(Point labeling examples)
──────────
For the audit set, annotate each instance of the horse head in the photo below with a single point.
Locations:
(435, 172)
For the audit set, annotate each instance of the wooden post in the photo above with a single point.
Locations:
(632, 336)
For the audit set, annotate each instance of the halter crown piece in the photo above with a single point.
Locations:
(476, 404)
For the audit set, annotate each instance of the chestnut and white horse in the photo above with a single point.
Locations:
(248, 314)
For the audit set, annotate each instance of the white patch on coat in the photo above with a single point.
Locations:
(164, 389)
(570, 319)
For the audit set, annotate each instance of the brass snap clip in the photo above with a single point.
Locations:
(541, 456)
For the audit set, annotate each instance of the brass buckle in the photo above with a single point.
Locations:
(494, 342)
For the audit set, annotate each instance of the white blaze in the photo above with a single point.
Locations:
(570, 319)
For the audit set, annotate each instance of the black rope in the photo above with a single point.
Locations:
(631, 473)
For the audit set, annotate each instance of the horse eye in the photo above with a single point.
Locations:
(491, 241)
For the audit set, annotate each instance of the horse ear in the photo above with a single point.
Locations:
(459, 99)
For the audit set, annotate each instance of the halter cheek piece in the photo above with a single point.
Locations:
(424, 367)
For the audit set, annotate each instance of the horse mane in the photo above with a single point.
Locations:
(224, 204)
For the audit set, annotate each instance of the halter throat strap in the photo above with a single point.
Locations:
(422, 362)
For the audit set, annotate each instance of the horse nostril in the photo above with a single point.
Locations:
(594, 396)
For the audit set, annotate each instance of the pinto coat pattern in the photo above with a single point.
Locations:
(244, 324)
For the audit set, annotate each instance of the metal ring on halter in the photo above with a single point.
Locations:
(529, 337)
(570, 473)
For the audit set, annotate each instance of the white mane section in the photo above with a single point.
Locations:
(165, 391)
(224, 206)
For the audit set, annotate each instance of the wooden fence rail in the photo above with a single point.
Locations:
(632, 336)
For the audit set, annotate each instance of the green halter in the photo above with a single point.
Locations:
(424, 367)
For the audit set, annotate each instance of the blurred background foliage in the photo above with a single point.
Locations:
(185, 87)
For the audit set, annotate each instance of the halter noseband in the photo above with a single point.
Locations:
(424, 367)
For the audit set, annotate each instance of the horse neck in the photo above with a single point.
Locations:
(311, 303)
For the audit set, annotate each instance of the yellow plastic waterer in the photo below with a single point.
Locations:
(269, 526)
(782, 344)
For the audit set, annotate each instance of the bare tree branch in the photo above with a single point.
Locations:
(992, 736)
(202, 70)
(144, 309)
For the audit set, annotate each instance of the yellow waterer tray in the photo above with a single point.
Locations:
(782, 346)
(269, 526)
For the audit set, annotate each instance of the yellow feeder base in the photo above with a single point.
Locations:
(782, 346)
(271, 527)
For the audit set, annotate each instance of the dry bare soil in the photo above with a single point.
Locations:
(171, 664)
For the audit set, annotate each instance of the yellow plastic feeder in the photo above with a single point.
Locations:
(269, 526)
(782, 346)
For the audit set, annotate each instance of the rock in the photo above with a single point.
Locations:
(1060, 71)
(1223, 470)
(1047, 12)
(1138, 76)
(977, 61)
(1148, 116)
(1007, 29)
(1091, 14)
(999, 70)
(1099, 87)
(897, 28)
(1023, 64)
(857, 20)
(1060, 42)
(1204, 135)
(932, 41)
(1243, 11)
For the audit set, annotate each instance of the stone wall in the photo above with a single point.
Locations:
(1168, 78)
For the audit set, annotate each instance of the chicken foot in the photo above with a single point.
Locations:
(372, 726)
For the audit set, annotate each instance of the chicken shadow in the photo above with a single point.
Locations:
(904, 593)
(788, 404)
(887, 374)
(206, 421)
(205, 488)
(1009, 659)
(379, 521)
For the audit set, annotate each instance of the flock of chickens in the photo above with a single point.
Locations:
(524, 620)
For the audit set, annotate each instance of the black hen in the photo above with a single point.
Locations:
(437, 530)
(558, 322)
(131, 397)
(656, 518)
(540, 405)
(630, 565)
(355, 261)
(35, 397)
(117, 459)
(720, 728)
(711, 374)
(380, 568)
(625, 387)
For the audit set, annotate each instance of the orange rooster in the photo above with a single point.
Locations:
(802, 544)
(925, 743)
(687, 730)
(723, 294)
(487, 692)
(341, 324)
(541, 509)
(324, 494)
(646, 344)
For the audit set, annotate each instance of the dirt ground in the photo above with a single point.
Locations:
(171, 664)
──────────
| WRITTEN PROBLEM |
Return the line that contains "yellow plastic waterer" and all lines after it, verbatim, and nothing else.

| RESULT |
For the audit set, annotate each instance of the yellow plastic waterer in the photo below with a single point.
Locations:
(269, 526)
(782, 344)
For the audit set, annotate each instance of the bare tree branch in the photo above with a single point.
Locations:
(992, 736)
(202, 70)
(144, 309)
For the audit set, annotate each instance of the yellow waterer tray in the photo above with a single point.
Locations:
(782, 346)
(269, 526)
For the audit set, annotate each instance of the yellow feeder base in the photo above with a single point.
Locations:
(782, 346)
(271, 527)
For the audit set, annotate each instance of the dry bare soil in the photo above with a single point.
Locations:
(171, 664)
For the audit set, annotate each instance of the yellow plastic feeder in the photo above with a single point.
Locations:
(269, 526)
(782, 346)
For the audit set, annotate each instance of the rock in the photo above with a single point.
Locations:
(1060, 71)
(1223, 470)
(1047, 12)
(1138, 76)
(977, 61)
(1148, 116)
(1007, 29)
(1091, 14)
(999, 70)
(1099, 87)
(897, 28)
(1023, 64)
(857, 20)
(1060, 42)
(1204, 135)
(932, 41)
(1243, 11)
For the audit set, annotate each instance of the stone wall in the photo above with a single point.
Locations:
(1168, 78)
For the audit set, annotate each instance of the chicken foot in the photo above with a single point.
Locations:
(372, 726)
For the audit set, annotate each instance of the chicken shadow in the photo above with a single point.
Locations:
(904, 593)
(788, 404)
(887, 374)
(206, 421)
(205, 488)
(1009, 659)
(379, 521)
For the audit set, annotate each instance of the flock of chickens in the photo above with a single point.
Locations:
(524, 620)
For the audit set, annotate each instance of the black hen in the photo above with a single point.
Locations:
(437, 530)
(558, 322)
(131, 397)
(656, 518)
(540, 405)
(630, 565)
(355, 261)
(35, 397)
(117, 459)
(720, 728)
(711, 374)
(380, 568)
(625, 387)
For the audit set, annotate each instance of the orange rooster in the photo above with a single point.
Locations:
(802, 544)
(925, 743)
(687, 730)
(723, 294)
(487, 692)
(341, 324)
(541, 509)
(324, 494)
(646, 344)
For the audit set, annotate each instance of the dirt ground in the photo above with a single point.
Locations:
(171, 664)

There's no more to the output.